# EXERCISE OBJECTIVE
Extract each line of the records below that contains the word "head".
===== DATASET RECORDS =====
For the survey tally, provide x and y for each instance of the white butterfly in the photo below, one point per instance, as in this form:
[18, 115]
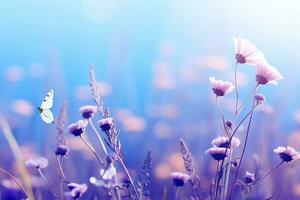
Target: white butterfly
[45, 106]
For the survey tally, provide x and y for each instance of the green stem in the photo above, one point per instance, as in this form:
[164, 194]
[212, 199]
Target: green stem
[47, 183]
[15, 180]
[92, 149]
[98, 136]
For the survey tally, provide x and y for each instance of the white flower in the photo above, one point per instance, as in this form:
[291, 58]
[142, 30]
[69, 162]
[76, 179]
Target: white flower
[221, 88]
[246, 52]
[266, 73]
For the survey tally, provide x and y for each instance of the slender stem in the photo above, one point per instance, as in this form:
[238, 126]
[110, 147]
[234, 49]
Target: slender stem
[243, 151]
[236, 90]
[60, 168]
[227, 175]
[98, 136]
[47, 183]
[222, 115]
[248, 97]
[128, 175]
[92, 149]
[177, 193]
[266, 175]
[217, 181]
[14, 179]
[233, 133]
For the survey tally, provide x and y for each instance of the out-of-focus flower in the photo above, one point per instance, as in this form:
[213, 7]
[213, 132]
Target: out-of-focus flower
[78, 128]
[22, 107]
[266, 73]
[162, 171]
[38, 163]
[214, 62]
[105, 123]
[133, 124]
[229, 124]
[248, 178]
[223, 141]
[259, 98]
[287, 154]
[61, 150]
[179, 178]
[217, 153]
[14, 74]
[88, 111]
[246, 52]
[109, 174]
[221, 88]
[76, 190]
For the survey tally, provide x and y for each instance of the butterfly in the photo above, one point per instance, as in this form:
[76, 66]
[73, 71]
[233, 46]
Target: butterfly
[44, 109]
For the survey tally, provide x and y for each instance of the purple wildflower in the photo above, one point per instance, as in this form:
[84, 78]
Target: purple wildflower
[78, 128]
[62, 150]
[179, 178]
[105, 124]
[217, 153]
[287, 154]
[248, 178]
[88, 111]
[38, 163]
[76, 190]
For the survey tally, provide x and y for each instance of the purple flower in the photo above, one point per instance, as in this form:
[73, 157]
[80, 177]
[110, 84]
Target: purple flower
[246, 52]
[248, 178]
[61, 150]
[78, 128]
[219, 87]
[259, 98]
[38, 163]
[88, 111]
[217, 153]
[105, 124]
[287, 154]
[76, 190]
[224, 142]
[179, 178]
[266, 73]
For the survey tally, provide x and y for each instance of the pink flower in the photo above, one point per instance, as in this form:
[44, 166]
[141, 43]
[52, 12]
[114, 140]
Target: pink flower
[287, 154]
[266, 73]
[246, 52]
[221, 88]
[88, 111]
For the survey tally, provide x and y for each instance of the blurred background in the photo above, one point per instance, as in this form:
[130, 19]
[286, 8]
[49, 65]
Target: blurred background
[152, 60]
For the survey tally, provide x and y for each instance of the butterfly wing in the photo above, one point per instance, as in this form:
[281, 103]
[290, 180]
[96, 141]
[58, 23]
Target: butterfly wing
[47, 116]
[47, 101]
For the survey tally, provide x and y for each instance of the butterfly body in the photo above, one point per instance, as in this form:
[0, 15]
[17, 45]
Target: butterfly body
[44, 108]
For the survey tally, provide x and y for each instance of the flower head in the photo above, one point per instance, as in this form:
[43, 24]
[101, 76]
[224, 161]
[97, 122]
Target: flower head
[88, 111]
[219, 87]
[287, 154]
[78, 128]
[38, 163]
[217, 153]
[179, 178]
[76, 190]
[248, 178]
[109, 174]
[224, 142]
[259, 98]
[266, 73]
[246, 52]
[105, 123]
[61, 150]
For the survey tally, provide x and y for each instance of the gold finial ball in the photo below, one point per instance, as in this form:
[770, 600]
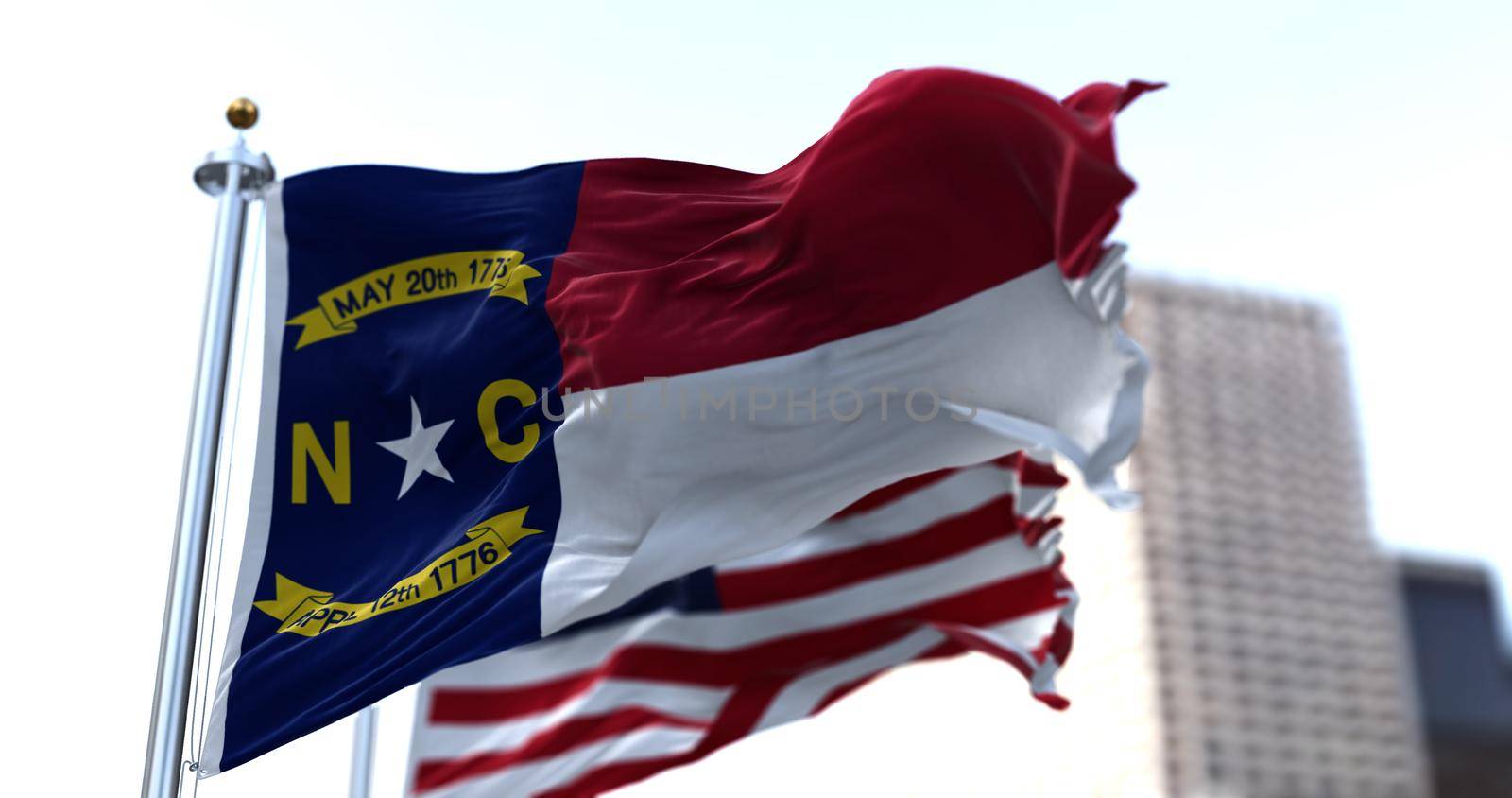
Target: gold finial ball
[242, 113]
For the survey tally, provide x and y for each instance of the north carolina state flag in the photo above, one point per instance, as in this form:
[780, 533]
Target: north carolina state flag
[503, 404]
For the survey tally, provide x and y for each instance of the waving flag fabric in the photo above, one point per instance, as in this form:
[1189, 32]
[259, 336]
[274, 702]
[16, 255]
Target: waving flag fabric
[498, 406]
[952, 561]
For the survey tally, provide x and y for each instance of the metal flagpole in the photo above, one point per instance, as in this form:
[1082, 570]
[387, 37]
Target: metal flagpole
[236, 177]
[363, 741]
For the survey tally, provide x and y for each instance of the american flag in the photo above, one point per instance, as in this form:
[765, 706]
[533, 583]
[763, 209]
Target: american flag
[935, 565]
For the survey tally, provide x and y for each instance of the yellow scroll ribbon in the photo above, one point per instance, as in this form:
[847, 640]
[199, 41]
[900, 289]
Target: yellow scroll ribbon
[307, 611]
[501, 272]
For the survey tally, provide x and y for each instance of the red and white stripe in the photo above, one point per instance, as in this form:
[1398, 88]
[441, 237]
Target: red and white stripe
[944, 563]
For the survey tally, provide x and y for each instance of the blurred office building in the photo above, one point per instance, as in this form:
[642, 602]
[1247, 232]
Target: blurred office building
[1464, 677]
[1240, 635]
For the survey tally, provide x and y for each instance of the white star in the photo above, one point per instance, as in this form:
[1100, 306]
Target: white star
[420, 449]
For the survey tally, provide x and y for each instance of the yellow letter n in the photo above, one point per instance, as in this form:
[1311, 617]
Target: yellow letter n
[337, 477]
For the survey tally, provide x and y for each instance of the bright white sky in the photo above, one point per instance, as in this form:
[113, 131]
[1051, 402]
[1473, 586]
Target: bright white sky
[1353, 151]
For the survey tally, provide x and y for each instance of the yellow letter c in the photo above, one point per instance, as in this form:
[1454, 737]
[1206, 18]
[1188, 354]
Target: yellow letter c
[489, 422]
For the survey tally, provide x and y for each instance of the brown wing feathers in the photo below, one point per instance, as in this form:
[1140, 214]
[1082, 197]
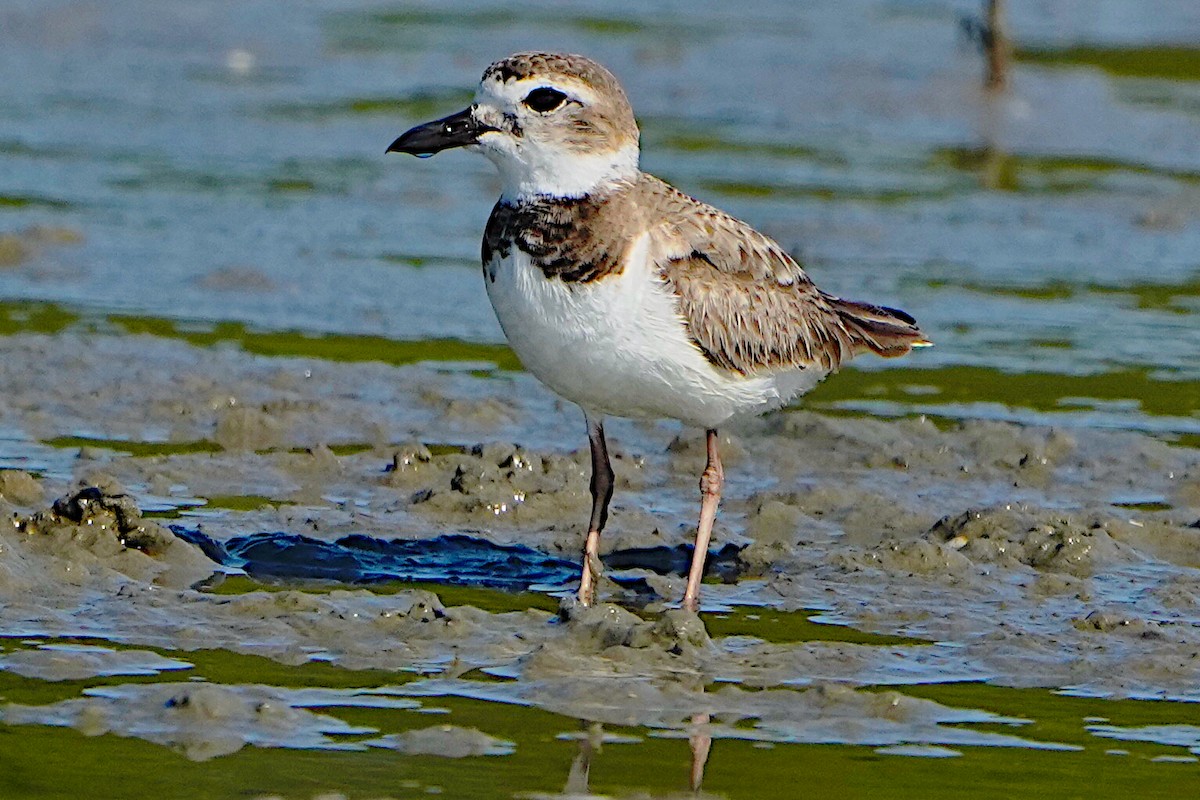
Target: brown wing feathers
[747, 304]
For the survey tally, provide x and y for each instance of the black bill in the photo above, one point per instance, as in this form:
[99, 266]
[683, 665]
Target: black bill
[455, 131]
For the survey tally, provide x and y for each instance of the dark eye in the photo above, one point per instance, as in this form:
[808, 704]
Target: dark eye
[544, 100]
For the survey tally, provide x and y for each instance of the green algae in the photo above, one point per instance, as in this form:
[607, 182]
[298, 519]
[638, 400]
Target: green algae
[331, 347]
[1045, 173]
[1041, 391]
[35, 318]
[241, 501]
[137, 449]
[34, 202]
[819, 192]
[1171, 62]
[1146, 295]
[495, 601]
[52, 763]
[772, 625]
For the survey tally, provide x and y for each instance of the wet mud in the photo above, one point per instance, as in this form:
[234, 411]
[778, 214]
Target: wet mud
[282, 517]
[983, 552]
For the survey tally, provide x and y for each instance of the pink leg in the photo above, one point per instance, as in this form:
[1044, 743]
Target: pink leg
[709, 497]
[700, 741]
[601, 493]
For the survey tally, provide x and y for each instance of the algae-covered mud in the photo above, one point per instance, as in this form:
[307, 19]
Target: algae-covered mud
[282, 517]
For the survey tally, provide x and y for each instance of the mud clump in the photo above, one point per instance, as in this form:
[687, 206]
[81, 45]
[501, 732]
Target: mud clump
[1044, 540]
[491, 481]
[97, 529]
[445, 740]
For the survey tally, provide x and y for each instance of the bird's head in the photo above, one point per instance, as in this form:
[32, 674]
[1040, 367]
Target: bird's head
[553, 125]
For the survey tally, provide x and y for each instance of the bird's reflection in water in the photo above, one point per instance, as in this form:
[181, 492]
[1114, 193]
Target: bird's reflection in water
[593, 739]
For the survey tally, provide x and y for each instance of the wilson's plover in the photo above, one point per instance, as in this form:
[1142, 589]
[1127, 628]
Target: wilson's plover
[627, 296]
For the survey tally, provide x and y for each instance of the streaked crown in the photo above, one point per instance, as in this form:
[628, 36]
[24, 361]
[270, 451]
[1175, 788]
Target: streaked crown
[561, 124]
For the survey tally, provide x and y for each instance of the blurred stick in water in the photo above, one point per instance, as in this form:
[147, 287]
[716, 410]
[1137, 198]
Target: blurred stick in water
[990, 34]
[997, 47]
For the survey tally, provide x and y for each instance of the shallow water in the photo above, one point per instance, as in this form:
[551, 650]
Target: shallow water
[967, 571]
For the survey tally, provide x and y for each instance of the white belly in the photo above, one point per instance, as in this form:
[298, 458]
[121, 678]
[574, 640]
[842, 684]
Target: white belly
[617, 346]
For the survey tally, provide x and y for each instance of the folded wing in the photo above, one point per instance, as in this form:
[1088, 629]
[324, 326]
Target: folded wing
[750, 307]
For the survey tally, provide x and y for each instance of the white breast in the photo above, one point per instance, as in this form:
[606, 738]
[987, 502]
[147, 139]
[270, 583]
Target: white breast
[617, 346]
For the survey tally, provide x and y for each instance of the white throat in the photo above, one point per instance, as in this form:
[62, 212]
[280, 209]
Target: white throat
[541, 173]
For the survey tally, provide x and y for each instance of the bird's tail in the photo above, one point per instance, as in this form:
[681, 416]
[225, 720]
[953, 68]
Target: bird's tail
[887, 331]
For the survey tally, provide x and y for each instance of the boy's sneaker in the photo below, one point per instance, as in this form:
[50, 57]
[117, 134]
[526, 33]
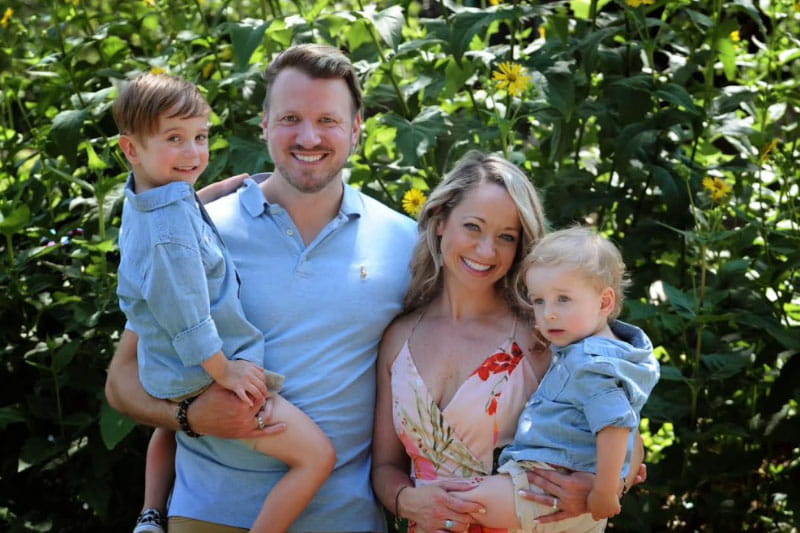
=====
# THE ANSWER
For the survey tally, provide x and y for each instance of the flower head in the photo above, one point per instance, as in this form:
Target: flower head
For the survey tally, provide x and y for each instance of the bird's head in the photo above, one point per instance, as in this form:
Target: bird's head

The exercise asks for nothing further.